**DIRECTIONS**: Within this material, find every line where the string "below" appears, and copy it out.

**INFORMATION PROVIDED**:
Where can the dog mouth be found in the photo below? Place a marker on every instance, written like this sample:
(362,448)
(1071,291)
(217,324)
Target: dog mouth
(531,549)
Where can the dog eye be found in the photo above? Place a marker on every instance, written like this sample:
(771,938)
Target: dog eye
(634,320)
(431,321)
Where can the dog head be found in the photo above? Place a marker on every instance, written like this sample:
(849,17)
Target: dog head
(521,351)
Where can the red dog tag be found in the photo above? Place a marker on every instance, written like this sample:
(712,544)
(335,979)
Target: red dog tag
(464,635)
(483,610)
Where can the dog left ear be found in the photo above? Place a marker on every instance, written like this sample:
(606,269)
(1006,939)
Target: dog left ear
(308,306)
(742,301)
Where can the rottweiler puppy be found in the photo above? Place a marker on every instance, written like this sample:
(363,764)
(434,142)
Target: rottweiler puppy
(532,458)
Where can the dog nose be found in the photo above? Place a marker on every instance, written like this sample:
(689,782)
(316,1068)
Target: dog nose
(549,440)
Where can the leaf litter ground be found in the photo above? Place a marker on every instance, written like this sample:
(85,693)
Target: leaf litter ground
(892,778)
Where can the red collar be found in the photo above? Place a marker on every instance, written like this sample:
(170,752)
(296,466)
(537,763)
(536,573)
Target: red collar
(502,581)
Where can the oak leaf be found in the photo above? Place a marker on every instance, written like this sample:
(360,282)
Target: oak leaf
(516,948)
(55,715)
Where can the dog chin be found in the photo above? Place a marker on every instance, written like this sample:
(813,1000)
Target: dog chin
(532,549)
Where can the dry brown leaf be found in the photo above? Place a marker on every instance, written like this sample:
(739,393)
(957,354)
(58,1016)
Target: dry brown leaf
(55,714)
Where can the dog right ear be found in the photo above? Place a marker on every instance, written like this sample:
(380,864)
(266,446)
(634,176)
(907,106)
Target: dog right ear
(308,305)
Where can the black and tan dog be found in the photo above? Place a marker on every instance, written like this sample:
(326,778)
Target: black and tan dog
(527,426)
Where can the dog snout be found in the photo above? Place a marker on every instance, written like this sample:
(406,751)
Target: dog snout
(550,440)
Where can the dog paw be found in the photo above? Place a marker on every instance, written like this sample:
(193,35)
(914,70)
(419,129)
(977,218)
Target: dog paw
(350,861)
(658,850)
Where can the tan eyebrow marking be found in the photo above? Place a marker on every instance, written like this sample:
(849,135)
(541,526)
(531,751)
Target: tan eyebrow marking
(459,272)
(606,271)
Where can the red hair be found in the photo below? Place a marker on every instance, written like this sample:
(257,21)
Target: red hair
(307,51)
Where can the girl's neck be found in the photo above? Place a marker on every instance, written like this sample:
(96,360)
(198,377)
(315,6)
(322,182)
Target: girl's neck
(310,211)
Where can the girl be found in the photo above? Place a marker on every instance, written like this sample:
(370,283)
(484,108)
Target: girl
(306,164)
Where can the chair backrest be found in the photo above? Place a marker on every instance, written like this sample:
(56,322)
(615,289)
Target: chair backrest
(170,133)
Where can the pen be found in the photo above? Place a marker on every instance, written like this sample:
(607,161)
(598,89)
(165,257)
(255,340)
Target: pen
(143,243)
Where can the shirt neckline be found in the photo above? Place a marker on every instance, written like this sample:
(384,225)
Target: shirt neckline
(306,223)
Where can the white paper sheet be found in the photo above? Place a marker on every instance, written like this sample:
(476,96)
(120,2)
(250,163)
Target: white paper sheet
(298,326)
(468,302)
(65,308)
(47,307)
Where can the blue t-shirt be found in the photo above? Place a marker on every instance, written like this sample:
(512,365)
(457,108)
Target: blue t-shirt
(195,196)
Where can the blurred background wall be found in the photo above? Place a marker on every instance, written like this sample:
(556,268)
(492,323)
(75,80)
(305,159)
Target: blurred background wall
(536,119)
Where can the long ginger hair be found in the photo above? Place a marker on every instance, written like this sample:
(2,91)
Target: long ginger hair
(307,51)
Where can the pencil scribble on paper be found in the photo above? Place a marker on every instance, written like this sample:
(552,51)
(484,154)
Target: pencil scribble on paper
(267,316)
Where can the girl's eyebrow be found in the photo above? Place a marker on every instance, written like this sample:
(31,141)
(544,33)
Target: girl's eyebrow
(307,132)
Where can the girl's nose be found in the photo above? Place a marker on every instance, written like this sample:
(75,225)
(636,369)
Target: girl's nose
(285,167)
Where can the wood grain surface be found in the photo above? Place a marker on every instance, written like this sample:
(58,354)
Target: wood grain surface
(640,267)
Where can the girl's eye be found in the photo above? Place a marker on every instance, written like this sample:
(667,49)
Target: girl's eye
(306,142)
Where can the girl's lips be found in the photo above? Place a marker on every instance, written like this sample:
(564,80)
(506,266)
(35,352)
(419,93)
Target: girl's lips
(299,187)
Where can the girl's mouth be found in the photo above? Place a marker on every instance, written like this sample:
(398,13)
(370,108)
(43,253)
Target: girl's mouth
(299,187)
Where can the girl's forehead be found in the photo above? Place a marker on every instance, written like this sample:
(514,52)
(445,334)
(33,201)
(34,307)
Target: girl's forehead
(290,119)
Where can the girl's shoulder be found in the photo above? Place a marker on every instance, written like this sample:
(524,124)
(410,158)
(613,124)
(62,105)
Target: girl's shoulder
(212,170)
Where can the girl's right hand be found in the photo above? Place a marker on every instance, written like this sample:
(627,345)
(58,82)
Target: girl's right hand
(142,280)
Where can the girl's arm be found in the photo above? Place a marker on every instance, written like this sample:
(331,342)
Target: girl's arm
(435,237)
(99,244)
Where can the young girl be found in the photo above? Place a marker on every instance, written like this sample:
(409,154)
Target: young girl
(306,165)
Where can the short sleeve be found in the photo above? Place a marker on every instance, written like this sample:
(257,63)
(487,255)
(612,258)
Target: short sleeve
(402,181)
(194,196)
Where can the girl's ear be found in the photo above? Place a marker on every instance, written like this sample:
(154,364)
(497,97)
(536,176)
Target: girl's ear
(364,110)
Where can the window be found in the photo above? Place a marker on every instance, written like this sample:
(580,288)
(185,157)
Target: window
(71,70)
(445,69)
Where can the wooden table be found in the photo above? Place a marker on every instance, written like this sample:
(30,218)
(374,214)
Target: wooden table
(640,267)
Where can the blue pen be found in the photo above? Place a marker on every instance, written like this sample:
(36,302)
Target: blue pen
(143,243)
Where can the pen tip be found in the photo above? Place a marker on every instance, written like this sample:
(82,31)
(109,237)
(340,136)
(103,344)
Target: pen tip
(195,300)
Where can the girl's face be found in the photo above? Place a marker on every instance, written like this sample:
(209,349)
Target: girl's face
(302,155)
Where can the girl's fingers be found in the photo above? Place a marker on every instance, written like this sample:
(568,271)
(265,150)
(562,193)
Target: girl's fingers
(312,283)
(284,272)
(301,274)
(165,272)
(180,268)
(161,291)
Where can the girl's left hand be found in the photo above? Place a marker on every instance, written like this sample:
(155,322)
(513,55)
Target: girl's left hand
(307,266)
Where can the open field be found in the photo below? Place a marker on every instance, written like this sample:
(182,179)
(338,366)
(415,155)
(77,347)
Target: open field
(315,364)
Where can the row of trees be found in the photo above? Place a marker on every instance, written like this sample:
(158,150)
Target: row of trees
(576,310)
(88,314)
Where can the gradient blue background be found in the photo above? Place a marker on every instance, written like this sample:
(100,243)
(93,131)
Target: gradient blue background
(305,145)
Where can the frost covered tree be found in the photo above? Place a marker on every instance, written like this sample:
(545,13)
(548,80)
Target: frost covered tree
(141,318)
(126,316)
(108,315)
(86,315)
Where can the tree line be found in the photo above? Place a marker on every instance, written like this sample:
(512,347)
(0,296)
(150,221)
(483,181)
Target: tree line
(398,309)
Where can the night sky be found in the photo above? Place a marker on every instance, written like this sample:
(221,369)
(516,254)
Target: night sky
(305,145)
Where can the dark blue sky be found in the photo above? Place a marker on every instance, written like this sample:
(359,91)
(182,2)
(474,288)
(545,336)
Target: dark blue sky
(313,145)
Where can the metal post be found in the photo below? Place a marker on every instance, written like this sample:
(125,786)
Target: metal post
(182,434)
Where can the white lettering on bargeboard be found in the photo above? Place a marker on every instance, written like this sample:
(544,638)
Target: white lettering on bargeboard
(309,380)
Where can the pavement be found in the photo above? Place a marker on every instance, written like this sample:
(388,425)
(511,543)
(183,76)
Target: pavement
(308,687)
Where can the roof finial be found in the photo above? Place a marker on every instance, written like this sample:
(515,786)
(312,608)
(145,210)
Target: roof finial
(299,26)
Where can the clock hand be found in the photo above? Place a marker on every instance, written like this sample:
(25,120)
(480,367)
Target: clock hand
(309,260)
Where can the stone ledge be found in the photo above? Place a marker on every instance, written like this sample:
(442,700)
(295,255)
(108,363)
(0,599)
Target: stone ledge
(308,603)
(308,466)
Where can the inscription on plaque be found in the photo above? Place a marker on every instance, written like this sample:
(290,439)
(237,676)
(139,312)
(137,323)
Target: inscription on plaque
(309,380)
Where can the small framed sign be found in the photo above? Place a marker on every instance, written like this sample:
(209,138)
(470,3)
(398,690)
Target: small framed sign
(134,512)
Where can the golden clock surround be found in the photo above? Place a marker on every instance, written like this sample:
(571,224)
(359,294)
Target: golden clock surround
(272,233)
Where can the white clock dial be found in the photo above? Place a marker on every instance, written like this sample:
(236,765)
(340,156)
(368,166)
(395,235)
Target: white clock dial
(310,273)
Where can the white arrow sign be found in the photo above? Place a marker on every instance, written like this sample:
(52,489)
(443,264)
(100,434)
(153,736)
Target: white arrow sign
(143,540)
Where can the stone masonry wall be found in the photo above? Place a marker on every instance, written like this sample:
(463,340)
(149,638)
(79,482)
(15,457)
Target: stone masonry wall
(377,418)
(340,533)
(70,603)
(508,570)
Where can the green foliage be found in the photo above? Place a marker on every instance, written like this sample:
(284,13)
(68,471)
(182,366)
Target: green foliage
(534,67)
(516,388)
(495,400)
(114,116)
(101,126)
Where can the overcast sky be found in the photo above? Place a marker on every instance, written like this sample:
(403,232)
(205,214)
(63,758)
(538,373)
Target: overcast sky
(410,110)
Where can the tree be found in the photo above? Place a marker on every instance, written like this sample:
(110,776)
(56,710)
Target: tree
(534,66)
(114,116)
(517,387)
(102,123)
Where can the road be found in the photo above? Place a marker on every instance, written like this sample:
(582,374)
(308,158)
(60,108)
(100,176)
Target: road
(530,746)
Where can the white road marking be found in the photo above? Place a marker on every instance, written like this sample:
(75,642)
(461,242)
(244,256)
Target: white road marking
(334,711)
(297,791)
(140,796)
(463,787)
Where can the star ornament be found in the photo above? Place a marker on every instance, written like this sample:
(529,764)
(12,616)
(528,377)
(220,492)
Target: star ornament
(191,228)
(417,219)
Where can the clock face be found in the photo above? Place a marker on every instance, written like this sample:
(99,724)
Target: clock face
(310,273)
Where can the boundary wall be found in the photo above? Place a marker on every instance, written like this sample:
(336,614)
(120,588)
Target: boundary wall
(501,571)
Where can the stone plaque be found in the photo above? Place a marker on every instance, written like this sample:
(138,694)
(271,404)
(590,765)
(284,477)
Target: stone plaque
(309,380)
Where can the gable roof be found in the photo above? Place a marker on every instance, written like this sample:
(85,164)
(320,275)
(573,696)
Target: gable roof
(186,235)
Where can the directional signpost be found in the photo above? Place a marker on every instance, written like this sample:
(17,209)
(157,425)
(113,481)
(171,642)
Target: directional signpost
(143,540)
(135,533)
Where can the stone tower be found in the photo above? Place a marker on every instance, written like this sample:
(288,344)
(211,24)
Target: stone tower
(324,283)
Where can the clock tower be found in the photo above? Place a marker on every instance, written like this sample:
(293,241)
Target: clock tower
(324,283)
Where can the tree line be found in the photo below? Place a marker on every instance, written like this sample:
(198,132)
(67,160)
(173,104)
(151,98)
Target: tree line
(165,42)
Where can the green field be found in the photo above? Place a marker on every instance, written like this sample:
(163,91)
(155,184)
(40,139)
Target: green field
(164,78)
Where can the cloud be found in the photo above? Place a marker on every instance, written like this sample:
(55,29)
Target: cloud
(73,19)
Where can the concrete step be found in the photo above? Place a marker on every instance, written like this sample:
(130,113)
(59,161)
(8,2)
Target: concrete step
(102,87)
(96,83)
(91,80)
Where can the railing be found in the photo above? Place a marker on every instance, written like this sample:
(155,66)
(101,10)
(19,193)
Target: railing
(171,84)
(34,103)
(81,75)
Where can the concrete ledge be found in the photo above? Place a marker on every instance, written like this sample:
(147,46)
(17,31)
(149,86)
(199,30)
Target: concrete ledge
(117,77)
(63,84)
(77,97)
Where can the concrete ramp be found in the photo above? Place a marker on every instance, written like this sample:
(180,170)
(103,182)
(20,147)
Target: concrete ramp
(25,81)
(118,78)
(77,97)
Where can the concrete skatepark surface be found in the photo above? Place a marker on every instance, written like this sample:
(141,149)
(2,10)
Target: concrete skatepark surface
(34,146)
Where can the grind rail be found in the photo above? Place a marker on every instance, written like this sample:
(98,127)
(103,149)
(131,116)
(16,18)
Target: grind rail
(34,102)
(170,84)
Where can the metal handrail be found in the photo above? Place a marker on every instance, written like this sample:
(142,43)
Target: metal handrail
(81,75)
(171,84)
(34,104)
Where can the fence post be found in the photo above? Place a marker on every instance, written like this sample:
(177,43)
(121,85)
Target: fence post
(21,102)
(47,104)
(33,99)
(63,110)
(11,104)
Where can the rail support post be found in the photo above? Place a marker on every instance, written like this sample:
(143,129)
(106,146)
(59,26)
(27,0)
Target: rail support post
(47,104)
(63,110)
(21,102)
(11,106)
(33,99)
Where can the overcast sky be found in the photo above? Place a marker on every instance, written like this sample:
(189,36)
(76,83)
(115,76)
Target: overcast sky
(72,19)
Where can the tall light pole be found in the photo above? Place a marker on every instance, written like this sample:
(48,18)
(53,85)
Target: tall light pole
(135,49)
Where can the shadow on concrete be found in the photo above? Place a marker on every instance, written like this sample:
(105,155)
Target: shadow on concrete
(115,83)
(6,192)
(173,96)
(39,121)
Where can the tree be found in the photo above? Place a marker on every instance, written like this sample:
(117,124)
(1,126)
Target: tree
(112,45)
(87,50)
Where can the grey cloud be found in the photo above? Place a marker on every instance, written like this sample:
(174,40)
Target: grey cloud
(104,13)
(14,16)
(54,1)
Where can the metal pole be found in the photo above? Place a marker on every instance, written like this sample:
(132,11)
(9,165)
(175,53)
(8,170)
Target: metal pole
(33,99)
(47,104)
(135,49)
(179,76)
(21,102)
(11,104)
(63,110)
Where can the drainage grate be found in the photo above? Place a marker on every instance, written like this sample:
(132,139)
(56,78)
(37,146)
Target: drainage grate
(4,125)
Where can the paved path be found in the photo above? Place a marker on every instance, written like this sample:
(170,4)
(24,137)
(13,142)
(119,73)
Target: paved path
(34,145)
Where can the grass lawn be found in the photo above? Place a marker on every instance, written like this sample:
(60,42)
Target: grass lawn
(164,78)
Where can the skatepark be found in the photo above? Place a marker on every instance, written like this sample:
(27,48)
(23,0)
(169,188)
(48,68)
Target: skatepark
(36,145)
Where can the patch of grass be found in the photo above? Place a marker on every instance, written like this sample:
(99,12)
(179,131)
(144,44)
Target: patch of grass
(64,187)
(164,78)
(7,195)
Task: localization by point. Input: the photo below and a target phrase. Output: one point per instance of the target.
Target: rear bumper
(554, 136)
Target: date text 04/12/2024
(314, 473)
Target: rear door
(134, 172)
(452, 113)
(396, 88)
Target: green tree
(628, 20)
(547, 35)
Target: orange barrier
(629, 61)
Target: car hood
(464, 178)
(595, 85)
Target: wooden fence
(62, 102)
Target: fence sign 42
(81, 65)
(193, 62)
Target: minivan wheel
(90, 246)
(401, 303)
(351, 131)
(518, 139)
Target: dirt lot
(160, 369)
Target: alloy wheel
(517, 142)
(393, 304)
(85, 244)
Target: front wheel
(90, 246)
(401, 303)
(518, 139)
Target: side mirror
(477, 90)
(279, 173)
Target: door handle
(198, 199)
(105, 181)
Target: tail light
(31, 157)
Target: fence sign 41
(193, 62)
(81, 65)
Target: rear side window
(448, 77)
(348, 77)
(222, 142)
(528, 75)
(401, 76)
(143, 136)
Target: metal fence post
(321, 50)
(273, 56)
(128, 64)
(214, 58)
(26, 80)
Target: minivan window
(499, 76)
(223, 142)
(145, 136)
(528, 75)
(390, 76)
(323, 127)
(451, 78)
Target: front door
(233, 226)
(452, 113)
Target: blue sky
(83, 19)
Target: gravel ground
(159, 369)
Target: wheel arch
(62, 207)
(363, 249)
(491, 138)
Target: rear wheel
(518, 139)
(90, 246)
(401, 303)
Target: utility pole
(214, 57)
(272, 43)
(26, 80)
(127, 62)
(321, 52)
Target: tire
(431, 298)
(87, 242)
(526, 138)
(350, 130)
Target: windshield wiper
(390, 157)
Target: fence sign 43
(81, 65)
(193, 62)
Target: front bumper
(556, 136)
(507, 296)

**EXERCISE RESULT**:
Where can the dog mouth be found in the photo below? Place a marker on every instance, written like this sample:
Where can the red hair be found in the photo below? Place a marker on every instance, written like this sample:
Where can the open field be found in the photo below? Place a marker on every instance, written like this sample:
Where can the metal post be found in the photo below? Place a marker on every instance, written like this sample:
Where can the tree line be found in the photo below? Place a marker on every instance, written like this sample:
Task: localization by point. Input: the photo below and a target phrase. Output: one point per instance of the target.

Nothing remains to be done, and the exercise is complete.